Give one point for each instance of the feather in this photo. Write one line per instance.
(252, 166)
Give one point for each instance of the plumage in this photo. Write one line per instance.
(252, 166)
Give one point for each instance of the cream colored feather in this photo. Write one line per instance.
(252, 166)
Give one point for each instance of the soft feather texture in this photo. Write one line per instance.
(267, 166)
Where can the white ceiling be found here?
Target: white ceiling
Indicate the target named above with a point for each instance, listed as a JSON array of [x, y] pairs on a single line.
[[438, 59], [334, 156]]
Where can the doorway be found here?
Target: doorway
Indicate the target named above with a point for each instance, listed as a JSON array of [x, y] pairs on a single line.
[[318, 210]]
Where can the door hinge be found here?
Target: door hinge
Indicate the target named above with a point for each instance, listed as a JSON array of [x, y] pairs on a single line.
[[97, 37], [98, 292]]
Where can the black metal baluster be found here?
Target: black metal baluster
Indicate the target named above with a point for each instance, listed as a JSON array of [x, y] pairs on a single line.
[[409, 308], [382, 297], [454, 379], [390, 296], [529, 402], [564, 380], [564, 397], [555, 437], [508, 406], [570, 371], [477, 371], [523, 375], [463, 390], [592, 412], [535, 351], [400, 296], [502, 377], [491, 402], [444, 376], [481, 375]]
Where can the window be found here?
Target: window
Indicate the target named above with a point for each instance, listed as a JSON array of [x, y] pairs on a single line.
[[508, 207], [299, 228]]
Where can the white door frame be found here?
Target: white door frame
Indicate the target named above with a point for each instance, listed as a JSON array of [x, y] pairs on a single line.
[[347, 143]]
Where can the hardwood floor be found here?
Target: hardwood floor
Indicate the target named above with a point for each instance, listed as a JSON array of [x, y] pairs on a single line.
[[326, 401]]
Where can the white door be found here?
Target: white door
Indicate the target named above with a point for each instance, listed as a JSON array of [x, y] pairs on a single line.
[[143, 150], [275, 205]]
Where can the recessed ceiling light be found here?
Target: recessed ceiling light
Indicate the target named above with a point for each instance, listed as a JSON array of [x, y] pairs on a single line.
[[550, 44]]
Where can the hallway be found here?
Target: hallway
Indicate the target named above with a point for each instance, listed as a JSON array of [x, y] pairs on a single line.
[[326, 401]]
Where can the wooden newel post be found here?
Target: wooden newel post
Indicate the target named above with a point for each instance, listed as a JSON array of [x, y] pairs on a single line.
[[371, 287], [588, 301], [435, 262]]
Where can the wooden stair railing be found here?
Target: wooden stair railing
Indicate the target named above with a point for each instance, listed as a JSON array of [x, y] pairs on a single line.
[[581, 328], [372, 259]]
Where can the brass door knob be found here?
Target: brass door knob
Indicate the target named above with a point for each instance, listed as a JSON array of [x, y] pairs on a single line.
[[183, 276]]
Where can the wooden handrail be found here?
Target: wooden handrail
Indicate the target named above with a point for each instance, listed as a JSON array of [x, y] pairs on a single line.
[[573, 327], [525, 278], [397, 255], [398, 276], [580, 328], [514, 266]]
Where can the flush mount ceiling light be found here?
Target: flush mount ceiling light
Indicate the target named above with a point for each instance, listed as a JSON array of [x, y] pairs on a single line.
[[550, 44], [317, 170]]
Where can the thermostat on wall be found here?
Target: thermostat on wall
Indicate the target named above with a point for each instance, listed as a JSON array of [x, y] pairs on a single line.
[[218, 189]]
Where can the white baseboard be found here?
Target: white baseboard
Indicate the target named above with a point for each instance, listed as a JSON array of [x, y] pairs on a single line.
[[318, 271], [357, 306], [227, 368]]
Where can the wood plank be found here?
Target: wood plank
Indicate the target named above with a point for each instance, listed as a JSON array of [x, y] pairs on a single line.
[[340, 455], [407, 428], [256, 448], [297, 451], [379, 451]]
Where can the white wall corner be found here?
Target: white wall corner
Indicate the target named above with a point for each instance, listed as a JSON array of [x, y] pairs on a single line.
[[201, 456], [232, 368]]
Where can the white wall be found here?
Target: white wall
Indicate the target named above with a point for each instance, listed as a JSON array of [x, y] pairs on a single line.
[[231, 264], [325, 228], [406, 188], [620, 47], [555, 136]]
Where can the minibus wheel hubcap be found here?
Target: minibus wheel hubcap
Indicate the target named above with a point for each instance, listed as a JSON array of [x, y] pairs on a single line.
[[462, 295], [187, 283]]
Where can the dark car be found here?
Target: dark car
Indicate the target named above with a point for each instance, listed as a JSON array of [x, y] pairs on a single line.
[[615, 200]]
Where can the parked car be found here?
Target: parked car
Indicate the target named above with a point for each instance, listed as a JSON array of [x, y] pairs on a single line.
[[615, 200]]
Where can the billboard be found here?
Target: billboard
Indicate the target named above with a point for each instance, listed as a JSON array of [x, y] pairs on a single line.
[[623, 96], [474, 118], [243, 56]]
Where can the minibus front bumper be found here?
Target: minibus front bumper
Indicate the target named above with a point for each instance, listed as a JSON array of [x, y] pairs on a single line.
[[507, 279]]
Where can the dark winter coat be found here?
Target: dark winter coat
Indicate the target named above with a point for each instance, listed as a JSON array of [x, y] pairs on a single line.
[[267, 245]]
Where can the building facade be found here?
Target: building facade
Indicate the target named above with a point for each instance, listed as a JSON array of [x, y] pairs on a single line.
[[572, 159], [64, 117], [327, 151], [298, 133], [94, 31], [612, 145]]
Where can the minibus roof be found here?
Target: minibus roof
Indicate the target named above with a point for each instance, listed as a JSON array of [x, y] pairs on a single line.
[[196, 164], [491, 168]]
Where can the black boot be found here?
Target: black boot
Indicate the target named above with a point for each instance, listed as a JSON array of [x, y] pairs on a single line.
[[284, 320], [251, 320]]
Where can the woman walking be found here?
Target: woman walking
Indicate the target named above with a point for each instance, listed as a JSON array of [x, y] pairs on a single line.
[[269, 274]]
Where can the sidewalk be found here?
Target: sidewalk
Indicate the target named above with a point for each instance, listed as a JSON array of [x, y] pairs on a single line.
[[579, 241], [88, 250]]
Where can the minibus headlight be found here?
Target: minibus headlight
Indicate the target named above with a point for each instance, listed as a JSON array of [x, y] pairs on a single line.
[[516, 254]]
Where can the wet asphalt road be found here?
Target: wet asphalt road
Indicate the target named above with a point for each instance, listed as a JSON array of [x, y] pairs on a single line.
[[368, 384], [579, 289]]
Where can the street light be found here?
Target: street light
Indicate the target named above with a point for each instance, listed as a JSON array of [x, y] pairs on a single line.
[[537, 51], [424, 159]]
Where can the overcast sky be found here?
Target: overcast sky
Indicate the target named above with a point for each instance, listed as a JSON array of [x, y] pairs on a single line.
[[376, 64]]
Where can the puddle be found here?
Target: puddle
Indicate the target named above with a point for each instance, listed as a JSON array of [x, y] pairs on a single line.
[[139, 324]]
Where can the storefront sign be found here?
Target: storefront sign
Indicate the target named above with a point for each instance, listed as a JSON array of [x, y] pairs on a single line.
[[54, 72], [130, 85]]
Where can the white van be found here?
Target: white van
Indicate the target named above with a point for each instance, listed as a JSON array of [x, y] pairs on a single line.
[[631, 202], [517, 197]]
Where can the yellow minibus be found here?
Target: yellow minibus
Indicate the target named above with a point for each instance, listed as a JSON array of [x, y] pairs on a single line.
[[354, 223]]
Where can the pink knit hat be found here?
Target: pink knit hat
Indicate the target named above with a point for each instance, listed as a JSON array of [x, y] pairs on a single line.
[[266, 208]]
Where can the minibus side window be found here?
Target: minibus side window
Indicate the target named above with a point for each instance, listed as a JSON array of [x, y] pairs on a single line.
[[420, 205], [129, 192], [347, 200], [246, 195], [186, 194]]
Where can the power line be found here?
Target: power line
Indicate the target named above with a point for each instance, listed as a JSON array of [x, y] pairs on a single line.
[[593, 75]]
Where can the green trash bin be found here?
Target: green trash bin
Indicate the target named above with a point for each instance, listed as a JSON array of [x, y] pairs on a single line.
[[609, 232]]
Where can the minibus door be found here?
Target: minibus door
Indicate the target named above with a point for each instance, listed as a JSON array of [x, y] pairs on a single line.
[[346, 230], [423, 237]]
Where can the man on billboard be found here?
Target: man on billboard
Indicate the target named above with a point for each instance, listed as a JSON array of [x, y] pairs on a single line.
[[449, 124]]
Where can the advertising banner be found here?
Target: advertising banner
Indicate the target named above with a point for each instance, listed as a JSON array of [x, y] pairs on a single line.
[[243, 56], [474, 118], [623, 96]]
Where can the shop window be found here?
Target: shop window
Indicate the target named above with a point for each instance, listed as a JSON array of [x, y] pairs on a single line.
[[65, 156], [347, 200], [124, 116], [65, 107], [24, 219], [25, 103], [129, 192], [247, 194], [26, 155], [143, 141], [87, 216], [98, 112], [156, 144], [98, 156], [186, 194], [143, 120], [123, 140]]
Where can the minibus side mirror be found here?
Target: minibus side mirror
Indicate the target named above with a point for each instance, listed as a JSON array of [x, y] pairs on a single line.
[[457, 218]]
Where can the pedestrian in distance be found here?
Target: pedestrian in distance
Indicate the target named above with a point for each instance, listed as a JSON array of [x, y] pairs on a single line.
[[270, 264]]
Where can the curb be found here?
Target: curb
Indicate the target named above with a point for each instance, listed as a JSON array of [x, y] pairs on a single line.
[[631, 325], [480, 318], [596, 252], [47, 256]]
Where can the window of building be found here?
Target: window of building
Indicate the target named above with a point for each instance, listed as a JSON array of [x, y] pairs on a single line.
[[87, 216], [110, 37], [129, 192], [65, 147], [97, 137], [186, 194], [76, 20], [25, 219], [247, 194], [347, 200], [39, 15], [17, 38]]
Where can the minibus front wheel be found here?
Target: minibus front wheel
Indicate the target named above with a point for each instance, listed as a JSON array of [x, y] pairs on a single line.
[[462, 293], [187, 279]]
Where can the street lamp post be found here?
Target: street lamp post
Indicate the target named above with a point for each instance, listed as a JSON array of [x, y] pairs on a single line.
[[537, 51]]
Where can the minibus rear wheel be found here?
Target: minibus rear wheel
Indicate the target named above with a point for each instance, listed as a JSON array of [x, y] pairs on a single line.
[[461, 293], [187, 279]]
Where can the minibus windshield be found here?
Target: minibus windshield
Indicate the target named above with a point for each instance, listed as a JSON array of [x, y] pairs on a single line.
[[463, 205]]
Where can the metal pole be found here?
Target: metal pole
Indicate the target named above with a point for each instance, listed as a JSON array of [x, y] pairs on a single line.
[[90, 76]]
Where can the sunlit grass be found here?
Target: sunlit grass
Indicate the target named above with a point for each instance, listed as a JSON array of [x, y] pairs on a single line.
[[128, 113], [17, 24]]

_ _ _ _ _

Put the lines of the records above into a JSON list of strings, one string per line and no blank lines, beginning at the line that has "Where can the minibus windshield" and stopping after the line that has "[[463, 205]]".

[
  "Where can the minibus windshield be found here?",
  "Target: minibus windshield",
  "Indicate the target named above with a point for each instance, listed as a JSON array of [x, y] pairs on a single line.",
  "[[463, 205]]"
]